ÜBUNGSTEXT:
Der entscheidende Einfluß des Werkes auf die Ortentwicklung ist erkannt und nachgewiesen. Daraus werden erfreuliche Konsequenzen gezogen. In enger Zusammenarbeit ermitteln Gemeindevertretung und Werksleitung die vordringlichen Planungsaufgaben durch eine sorgfältige Grundlagenforschung: Beseitigung der Barackenlager durch Wohnbau, Abschluß der begonnenen Siedlungen und Vervollständigung durch Einfügung von Kirchen, Schulen, Kindergärten, Sportanlagen, Geschäften und Garagen, Sanierung der Verkehrsverhältnisse, Neuaufschließung von klar abgegrenzten Baugelände für Siedlungswillige, Schutz der Bevölkerung gegen Krisen in der Stahlerzeugung durch Förderung aufnahmefähiger Industrien und Gewerbebetriebe. Im Rahmen dieses Programms, dessen Verwirklichung sofort in Angriff genommen wird, muß der soziale Wohnungsbau in Kapfenberg betrachtet werden. Erst dann nämlich, wenn die gesunde Wohnung des arbeitenden Menschen in einen nach Funktionen gegliederten Stadtorganismus eingefügt ist, in dem sich das Leben der Gesellschaft entfalten kann, wird der Wohnungsbau wirklich sozial.

DATENSATZ:

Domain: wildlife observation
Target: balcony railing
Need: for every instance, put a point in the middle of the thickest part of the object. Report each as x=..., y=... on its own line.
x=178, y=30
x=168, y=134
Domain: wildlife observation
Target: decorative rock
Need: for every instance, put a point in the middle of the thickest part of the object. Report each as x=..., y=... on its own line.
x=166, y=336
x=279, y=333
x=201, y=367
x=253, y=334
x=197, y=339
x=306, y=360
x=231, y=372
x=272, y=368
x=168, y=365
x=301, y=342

...

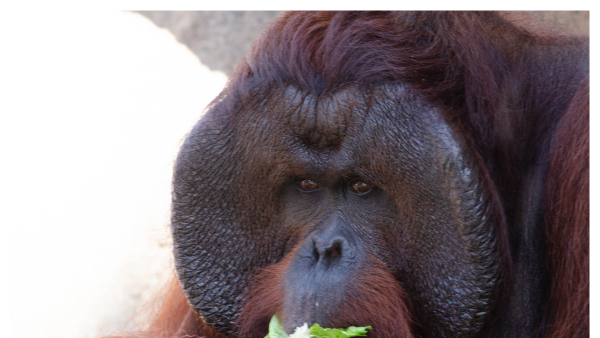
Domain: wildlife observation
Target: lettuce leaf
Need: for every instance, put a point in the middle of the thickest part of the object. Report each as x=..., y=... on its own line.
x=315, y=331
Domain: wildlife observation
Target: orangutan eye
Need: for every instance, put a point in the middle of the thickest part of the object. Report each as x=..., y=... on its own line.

GELESENES ANWENDEN:
- a) Beantworten Sie zum Text über den Wohnungsbau in Kapfenberg folgende Fragen:
(i) Wer ermittelt die vordringlichen Planungsaufgaben?
(ii) Wodurch sollen die Barackenlager beseitigt werden?
(iii) Unter welcher Bedingung wird der Wohnungsbau laut Text wirklich sozial?
- b) Führen Sie den Text über den Wohnungsbau in Kapfenberg nach seinem letzten Satz um einige Sätze weiter.

LÖSUNGEN:
- a)
(i) Gemeindevertretung und Werksleitung in enger Zusammenarbeit.
(ii) Durch Wohnbau.
(iii) Wenn die gesunde Wohnung des arbeitenden Menschen in einen nach Funktionen gegliederten Stadtorganismus eingefügt ist, in dem sich das Leben der Gesellschaft entfalten kann.

- b)
Noch bietet der Raum von Kapfenberg den

Anblick einer großen Werkstätte. Wir haben die Ansätze kennengelernt, mit denen das Werk der Wandlung zur Stadt von morgen eingeleitet ist. Sie muß mit grundsätzlich anderen Zügen im einzelnen eine ähnlich sinnvolle Ordnung im ganzen aufweisen wie das Orts- und Flurbild des Mittelalters. Der Arbeiter als Träger der Technik wird ihr Gesicht entscheidend formen.